*** Records for the exercise

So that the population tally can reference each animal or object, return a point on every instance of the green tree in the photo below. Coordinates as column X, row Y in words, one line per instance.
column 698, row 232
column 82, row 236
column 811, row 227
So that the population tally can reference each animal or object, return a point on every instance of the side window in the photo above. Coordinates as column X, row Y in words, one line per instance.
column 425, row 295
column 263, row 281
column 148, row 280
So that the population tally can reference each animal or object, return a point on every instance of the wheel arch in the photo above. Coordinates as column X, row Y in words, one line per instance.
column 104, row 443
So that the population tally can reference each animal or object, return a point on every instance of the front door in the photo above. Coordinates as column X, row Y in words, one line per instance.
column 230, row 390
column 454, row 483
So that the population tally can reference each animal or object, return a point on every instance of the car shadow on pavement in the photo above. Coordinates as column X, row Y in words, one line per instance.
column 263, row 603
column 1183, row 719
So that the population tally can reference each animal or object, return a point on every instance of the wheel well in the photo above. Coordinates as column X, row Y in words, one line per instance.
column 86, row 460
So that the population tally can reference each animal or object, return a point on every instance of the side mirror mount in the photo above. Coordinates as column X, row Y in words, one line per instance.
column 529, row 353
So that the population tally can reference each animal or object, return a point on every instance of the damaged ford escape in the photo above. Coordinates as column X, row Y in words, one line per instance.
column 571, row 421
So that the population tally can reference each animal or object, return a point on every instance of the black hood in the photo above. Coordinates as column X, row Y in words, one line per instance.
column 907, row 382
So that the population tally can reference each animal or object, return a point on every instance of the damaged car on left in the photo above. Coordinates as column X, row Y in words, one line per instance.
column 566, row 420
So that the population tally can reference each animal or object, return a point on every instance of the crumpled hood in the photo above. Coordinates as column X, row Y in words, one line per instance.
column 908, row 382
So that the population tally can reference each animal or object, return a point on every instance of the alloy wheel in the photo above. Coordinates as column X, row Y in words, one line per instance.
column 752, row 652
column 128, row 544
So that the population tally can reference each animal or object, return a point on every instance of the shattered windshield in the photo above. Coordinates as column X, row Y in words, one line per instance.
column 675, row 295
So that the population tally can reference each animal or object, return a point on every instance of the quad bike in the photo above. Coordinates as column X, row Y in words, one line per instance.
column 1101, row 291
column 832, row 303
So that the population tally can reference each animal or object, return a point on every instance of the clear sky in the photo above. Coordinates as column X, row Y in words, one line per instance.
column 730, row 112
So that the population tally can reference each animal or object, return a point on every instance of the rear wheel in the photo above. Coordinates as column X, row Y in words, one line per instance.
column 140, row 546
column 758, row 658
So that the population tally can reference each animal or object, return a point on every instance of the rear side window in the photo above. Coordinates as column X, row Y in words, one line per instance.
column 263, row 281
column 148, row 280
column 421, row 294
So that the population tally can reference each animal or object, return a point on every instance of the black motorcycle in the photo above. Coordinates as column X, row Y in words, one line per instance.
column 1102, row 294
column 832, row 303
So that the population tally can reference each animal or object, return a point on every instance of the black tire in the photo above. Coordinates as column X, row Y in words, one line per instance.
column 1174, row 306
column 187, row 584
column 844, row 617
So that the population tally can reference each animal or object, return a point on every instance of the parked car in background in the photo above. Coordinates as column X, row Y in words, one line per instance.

******

### Task instructions
Write out all the material exactly, keeping each word.

### Solution for this exercise
So that the population tally can reference each animal or object, return a point on every instance of the green tree in the photo below. Coordinates as column X, row Y in words, one line per instance.
column 698, row 232
column 82, row 236
column 811, row 227
So that the population tally can reference each animal or object, return a point on every instance of the side window in the photo above. Coordinates as column X, row Y in words, one line per instance.
column 425, row 295
column 263, row 281
column 148, row 280
So that the population tally can reference each animal or object, return a point on every instance of the wheel arch in the photo above. Coordinates as column X, row Y in words, one line per instance.
column 104, row 443
So that the population tally can reference each animal or object, return a point on every instance of the front door in the photo above. Coordinates as column X, row Y in words, one line per instance.
column 230, row 390
column 454, row 483
So that the population tally can reference each animal or object, return a point on every instance of the car shadow on pavement in the photo above. Coordinates as column X, row Y in words, one line per instance.
column 263, row 603
column 1183, row 719
So that the population tally can reference each animal or object, return a point on every instance of the wheel well in the photo above. Coordinates as column X, row Y in words, one line per instance.
column 86, row 460
So that the population tally can reference each animal or object, return a point on every instance of the side mirror mount in the photo above. Coordinates as column X, row Y in words, one line per instance.
column 529, row 353
So that the population tally can reference each animal or object, return a point on every instance of the damaged ford escape in the photo above. Coordinates as column X, row Y in words, one line per instance.
column 571, row 421
So that the population tally can reference each animal or object, return a point on every instance of the black hood in the photo above. Coordinates as column X, row Y in words, one line per instance.
column 907, row 382
So that the population tally can reference each animal or object, return a point on every instance of the damaged car on left in the photo above. Coordinates as column X, row Y in words, one line per instance.
column 566, row 420
So that the population tally can reference each animal or object, return a point on every instance of the crumpled hood in the photo above. Coordinates as column X, row Y in words, one line per instance.
column 908, row 382
So that the population tally can reference each animal or object, return a point on every instance of the alloy wheel in the photo above. Coordinates as column X, row Y in words, one line per instance.
column 752, row 652
column 128, row 544
So that the population tally can reference each animal or object, return a point on every instance of the shattered windshield in the photo above. Coordinates as column X, row Y in words, one line per instance.
column 675, row 295
So that the population tally can reference each animal or object, return a point on every instance of the quad bike in the photo above. Coordinates as column X, row Y in words, one line per instance.
column 1101, row 291
column 832, row 303
So that the population tally can reference each animal or object, return a point on every instance of the clear sky in the photo above. Coordinates as column X, row Y in words, one line per instance.
column 730, row 112
So that the population tally can reference each animal or object, return a point on every instance of the rear wheel in the photo above. Coordinates as column X, row Y in words, one line per instance.
column 140, row 546
column 758, row 658
So that the population tally can reference each animal or object, return a point on every instance of the rear side window in the photo above. Coordinates as column X, row Y in words, one line per instance.
column 263, row 281
column 148, row 280
column 421, row 294
So that the population tally can reference each animal or object, return a point on every instance of the black motorcycle in the photo above. Coordinates as column X, row Y in words, one line per instance.
column 1102, row 294
column 832, row 303
So that the population tally can reference each animal or object, return a point on every instance of the black tire in the photo above. Coordinates as column X, row Y in words, one line per instance.
column 1174, row 306
column 187, row 584
column 844, row 617
So that the population tally can reference each animal or object, return a point on every instance of the parked car in background in the photo above. Coordinates as column X, row Y in words, one line per instance.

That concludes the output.